There will be times when you need to operate the HPLC system without an HPLC column installed.

For Example: 
  • Troubleshooting sources of contamination, carryover or artifact peaks on a column;
  • Measuring the HPLC system delay volume (gradient delay);
  • Testing the performance of the injector;
  • Testing the performance of the pump; 
  • Testing the performance of a detector module;
  • Running HPLC Operational Qualification Tests (OQ);
  • Running HPLC Installation Qualification Tests (IQ);
  • Running Performance Verification Tests on a Module (PV);
  • Running many of the ASTM Tests (e.g. "Baseline Noise & Drift Test").
Example of a commercially available Restriction Capillary (Agilent P/N G1312-67500). You will want to include any needed details of the restriction capillary chosen for your work in the SOP's that you write which utilize it as part of a test (P/N, source, volume...).

Saturday, March 10, 2018

Vespel, Tefzel or PEEK Valve Rotor Seals ?

**RECORDED INFORMATION**
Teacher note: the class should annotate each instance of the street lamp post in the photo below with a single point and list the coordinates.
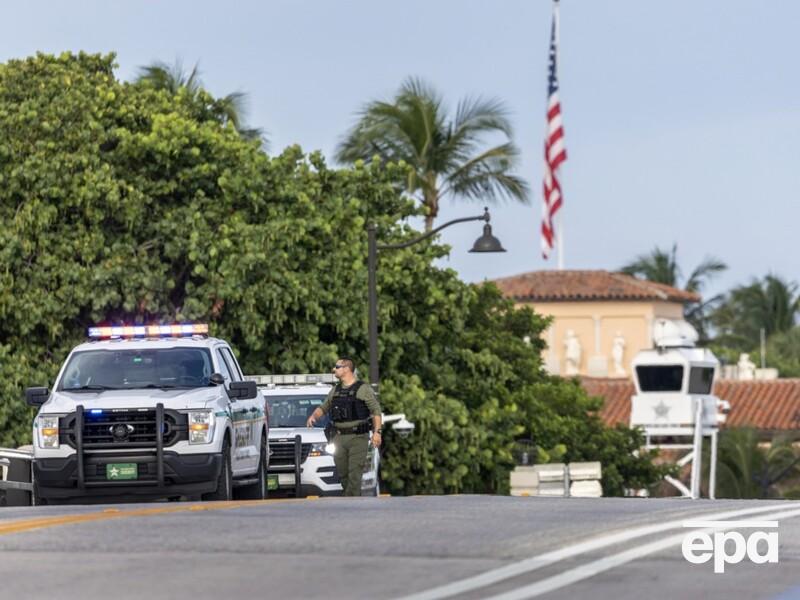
(486, 243)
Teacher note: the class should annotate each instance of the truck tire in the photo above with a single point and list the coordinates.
(224, 489)
(257, 490)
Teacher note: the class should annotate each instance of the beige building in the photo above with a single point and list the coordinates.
(600, 319)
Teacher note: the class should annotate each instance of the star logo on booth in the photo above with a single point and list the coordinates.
(661, 410)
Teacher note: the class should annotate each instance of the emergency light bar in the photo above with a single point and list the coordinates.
(132, 331)
(292, 379)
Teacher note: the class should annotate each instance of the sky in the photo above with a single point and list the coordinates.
(682, 119)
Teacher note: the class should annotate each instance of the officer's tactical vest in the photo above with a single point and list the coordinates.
(346, 407)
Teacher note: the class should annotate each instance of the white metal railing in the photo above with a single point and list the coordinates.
(15, 483)
(577, 480)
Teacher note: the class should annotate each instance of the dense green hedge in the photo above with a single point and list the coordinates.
(122, 203)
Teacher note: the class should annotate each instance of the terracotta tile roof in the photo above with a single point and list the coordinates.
(767, 405)
(544, 286)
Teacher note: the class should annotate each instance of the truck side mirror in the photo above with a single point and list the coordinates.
(242, 390)
(36, 396)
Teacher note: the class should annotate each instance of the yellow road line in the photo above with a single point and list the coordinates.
(115, 513)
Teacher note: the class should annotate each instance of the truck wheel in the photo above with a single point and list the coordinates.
(257, 490)
(224, 489)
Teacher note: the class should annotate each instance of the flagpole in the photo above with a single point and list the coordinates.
(560, 222)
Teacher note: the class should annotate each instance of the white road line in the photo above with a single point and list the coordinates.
(537, 562)
(604, 564)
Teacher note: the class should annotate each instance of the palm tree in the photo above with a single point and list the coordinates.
(447, 156)
(173, 78)
(745, 469)
(770, 304)
(661, 266)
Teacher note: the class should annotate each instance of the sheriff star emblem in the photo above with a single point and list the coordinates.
(661, 410)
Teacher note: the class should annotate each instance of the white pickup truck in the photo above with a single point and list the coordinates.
(146, 412)
(301, 458)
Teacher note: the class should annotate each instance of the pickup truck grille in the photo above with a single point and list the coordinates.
(124, 428)
(282, 453)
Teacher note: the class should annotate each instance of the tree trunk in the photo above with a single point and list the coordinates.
(431, 201)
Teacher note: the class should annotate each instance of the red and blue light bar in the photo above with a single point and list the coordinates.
(148, 331)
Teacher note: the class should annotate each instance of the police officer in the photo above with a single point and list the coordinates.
(355, 411)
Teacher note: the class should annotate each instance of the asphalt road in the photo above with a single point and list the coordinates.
(419, 547)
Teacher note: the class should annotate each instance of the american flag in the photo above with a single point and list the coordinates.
(554, 150)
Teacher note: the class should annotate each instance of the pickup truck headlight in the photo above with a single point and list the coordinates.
(201, 426)
(322, 449)
(47, 430)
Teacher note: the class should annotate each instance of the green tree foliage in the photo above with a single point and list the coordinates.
(783, 352)
(661, 266)
(770, 304)
(228, 109)
(448, 156)
(747, 468)
(124, 203)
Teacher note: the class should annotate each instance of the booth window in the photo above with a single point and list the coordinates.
(700, 380)
(663, 378)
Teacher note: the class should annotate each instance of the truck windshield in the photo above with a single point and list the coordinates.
(292, 411)
(97, 370)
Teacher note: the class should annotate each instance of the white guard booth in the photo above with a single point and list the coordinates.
(674, 403)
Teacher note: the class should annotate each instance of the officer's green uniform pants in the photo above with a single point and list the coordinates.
(350, 456)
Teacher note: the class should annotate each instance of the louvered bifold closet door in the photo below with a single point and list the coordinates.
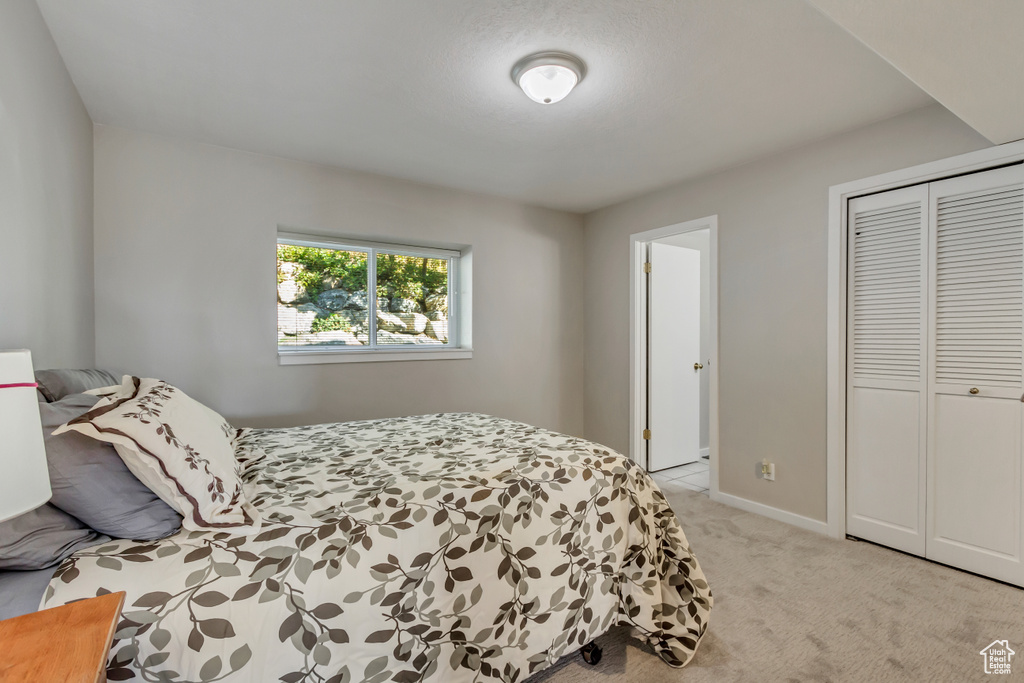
(886, 348)
(975, 486)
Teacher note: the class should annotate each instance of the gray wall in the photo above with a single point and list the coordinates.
(185, 286)
(772, 278)
(45, 197)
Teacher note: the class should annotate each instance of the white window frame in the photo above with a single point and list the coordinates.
(460, 304)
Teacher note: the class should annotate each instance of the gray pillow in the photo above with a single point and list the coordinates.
(42, 538)
(90, 481)
(55, 384)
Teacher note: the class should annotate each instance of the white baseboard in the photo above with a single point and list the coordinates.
(815, 525)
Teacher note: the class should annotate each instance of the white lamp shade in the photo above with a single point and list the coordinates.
(548, 84)
(548, 77)
(25, 482)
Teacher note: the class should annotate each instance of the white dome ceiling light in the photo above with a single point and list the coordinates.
(548, 77)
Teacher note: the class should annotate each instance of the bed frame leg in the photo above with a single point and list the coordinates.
(591, 653)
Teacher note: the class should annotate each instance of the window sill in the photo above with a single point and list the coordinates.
(312, 357)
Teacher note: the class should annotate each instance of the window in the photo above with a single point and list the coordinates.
(327, 290)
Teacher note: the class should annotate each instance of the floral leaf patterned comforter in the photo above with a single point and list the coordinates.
(454, 547)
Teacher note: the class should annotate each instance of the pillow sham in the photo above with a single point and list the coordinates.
(178, 447)
(55, 384)
(91, 482)
(43, 538)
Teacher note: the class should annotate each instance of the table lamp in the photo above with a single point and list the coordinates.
(25, 482)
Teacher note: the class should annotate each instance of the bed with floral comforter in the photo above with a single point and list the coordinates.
(454, 547)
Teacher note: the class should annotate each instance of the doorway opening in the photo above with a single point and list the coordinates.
(674, 352)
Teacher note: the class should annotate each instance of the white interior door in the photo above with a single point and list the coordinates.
(674, 381)
(886, 399)
(975, 485)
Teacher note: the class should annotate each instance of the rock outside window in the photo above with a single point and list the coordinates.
(340, 301)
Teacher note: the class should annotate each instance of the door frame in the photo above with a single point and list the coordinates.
(839, 196)
(638, 340)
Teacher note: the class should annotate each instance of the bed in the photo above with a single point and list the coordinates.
(453, 547)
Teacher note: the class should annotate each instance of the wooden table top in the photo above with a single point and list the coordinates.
(69, 643)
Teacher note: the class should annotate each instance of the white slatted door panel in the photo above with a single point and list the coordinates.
(887, 297)
(886, 349)
(979, 265)
(975, 484)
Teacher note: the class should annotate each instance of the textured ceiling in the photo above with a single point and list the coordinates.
(966, 54)
(421, 90)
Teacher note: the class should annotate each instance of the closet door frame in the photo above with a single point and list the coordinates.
(839, 196)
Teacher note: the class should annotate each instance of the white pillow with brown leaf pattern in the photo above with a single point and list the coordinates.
(178, 447)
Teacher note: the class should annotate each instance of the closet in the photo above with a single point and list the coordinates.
(934, 378)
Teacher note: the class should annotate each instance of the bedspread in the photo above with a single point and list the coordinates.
(453, 547)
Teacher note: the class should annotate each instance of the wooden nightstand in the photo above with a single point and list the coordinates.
(67, 644)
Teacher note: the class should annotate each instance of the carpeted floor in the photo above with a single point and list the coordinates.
(792, 605)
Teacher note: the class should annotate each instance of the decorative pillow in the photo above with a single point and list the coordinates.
(55, 384)
(90, 481)
(178, 447)
(42, 538)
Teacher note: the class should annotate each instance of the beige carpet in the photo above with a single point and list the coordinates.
(792, 605)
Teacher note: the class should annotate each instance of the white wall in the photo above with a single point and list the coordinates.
(700, 241)
(186, 286)
(45, 197)
(772, 275)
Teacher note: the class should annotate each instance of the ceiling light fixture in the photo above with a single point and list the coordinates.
(548, 77)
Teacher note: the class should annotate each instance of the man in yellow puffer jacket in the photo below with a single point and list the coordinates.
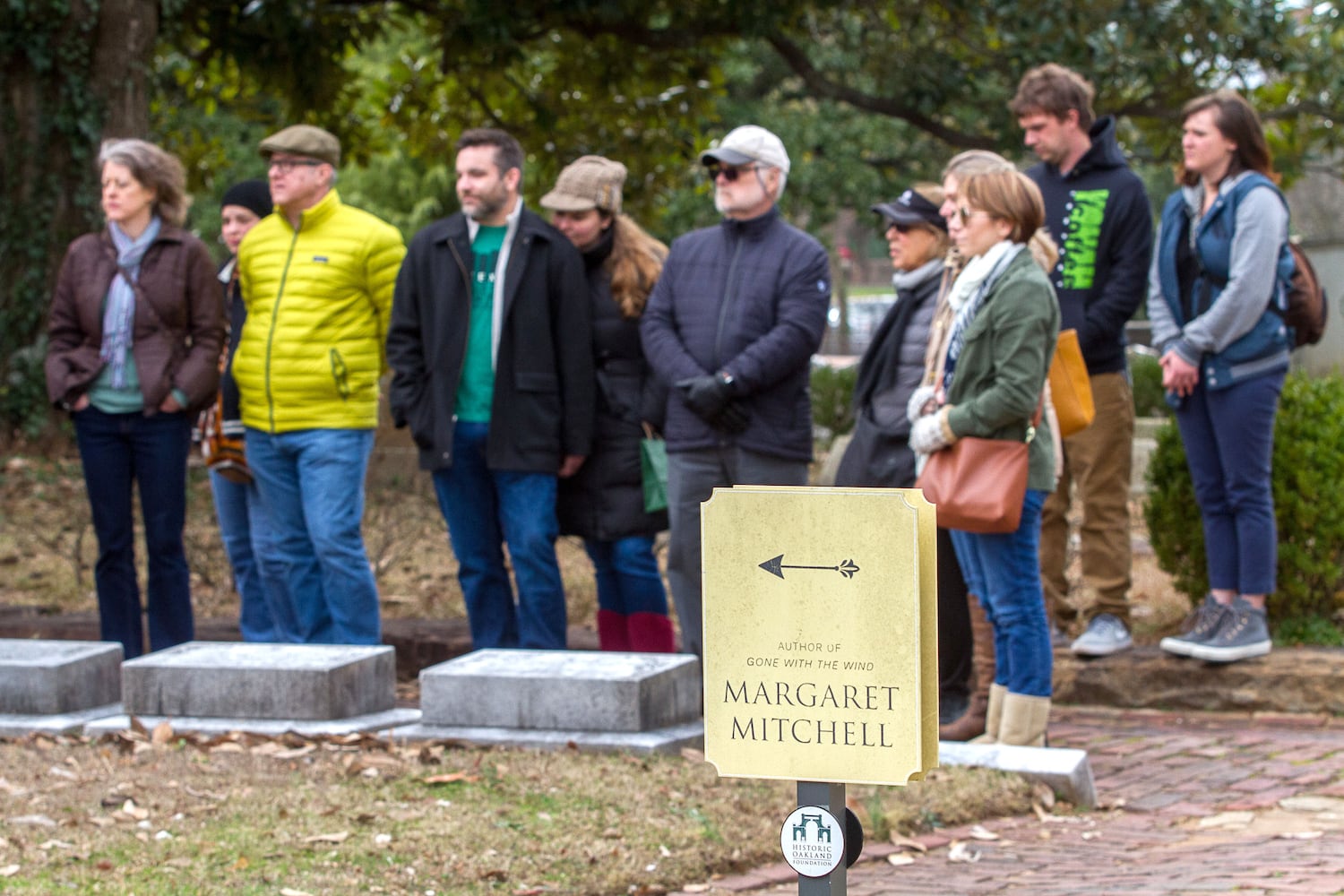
(317, 279)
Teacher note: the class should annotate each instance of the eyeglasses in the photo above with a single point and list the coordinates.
(730, 172)
(967, 214)
(285, 166)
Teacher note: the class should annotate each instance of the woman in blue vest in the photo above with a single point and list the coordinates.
(1214, 303)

**WORK INSTRUCTIONS**
1 – Answer these questions about the HPLC note:
(a) What part number is listed for the commercially available restriction capillary?
(b) What date is shown?
(c) Which ASTM test is named as an example?
2 – Rewrite the HPLC note from "Example of a" to "(P/N, source, volume...).", changing "SOP's" to "procedures".

**ANSWERS PER TASK**
1 –
(a) Agilent P/N G1312-67500
(b) Saturday, March 10, 2018
(c) The "Baseline Noise & Drift Test"

2 –
Example of a commercially available Restriction Capillary (Agilent P/N G1312-67500). You will want to include any needed details of the restriction capillary chosen for your work in the procedures that you write which utilize it as part of a test (P/N, source, volume...).